WHAT IS ASKED >>
Duplicate, character for character, the lines starting with the line containing "In the photo above, where can the dark wooden" and going on through the line containing "column 25, row 177", both ends included.

DATA TO PROCESS >>

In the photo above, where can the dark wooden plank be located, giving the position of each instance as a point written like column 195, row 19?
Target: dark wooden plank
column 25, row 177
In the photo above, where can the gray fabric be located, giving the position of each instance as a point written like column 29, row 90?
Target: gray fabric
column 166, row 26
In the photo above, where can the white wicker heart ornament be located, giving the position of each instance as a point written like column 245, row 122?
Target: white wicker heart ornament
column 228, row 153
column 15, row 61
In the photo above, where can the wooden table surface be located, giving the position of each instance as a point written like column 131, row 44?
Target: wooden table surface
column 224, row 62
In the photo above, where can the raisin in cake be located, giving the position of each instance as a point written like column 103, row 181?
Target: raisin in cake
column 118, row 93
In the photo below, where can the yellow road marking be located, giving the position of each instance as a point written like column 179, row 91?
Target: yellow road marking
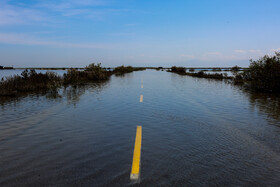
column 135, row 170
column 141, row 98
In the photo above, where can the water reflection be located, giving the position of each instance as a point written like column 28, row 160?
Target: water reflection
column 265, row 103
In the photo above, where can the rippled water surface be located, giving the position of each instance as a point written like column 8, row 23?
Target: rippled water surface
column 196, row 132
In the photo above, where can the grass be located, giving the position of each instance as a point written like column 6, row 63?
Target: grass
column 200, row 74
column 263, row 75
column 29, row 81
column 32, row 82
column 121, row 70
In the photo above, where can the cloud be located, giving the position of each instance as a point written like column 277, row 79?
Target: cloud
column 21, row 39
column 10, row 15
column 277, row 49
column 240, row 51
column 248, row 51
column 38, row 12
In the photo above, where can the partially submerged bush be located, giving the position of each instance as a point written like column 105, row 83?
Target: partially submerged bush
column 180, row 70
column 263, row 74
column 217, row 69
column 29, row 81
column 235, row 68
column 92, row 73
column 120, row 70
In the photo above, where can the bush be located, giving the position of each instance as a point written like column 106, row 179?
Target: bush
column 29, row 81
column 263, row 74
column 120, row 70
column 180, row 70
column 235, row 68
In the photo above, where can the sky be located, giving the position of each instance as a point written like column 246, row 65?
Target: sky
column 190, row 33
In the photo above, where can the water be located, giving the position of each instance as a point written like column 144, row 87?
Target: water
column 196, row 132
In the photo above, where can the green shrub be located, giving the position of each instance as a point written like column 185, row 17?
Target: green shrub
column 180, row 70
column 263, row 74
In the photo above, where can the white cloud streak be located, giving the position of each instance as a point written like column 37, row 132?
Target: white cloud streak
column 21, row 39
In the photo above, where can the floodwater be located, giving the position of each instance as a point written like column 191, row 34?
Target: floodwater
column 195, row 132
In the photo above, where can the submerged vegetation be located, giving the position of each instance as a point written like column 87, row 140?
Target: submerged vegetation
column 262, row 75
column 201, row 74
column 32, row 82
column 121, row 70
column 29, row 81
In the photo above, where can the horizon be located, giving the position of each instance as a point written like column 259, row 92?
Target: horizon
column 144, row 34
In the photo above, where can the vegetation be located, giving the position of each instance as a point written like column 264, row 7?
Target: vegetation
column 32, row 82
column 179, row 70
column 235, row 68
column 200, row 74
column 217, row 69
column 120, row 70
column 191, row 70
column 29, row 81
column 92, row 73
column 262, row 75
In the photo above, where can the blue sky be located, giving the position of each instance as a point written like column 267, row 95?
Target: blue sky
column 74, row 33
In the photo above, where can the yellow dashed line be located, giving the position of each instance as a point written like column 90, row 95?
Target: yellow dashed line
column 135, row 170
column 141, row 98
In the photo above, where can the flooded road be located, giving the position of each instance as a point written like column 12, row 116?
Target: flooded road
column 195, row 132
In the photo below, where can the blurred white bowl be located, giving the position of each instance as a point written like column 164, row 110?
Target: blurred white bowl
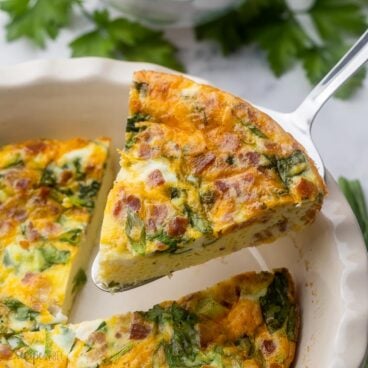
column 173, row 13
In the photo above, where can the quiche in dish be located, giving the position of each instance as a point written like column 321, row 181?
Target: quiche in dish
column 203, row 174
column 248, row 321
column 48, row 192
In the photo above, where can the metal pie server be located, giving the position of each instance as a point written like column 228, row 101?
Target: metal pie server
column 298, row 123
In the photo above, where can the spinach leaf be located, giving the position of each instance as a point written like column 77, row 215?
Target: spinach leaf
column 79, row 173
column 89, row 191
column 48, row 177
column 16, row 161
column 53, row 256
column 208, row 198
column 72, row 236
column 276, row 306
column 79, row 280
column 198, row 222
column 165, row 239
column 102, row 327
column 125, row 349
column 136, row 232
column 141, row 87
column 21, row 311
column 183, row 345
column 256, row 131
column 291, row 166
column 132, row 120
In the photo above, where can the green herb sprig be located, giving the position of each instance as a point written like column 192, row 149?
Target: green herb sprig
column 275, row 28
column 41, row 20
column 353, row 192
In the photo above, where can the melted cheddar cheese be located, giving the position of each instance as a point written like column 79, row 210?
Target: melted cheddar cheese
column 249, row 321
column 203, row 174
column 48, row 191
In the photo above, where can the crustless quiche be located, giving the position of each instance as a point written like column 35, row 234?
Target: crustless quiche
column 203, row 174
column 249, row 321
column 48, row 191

---

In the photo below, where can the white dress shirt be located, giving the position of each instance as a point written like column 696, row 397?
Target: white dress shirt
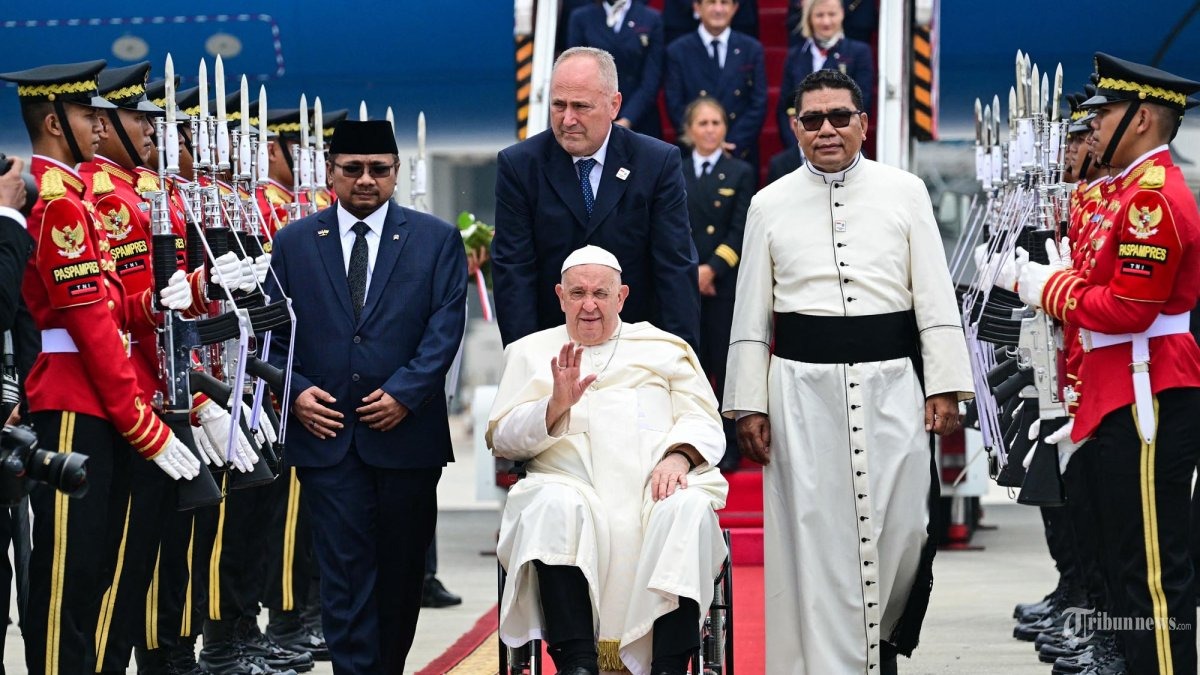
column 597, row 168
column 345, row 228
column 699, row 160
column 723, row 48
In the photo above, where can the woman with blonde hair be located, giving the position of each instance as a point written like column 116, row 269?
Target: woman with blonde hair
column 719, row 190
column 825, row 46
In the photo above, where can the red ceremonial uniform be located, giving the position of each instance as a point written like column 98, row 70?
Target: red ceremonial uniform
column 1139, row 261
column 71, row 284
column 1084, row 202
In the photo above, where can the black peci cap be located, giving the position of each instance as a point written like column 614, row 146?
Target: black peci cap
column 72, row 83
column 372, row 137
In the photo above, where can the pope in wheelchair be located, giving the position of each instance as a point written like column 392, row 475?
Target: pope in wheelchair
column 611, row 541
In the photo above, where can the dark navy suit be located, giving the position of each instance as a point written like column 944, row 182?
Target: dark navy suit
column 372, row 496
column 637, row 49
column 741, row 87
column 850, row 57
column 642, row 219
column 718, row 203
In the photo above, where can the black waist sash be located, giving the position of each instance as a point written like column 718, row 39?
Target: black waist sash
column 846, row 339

RIGHT ANSWER >>
In the photo above, where can the dark wooden plank be located, giving the position of each instance as a point written like column 195, row 19?
Target: dark wooden plank
column 25, row 177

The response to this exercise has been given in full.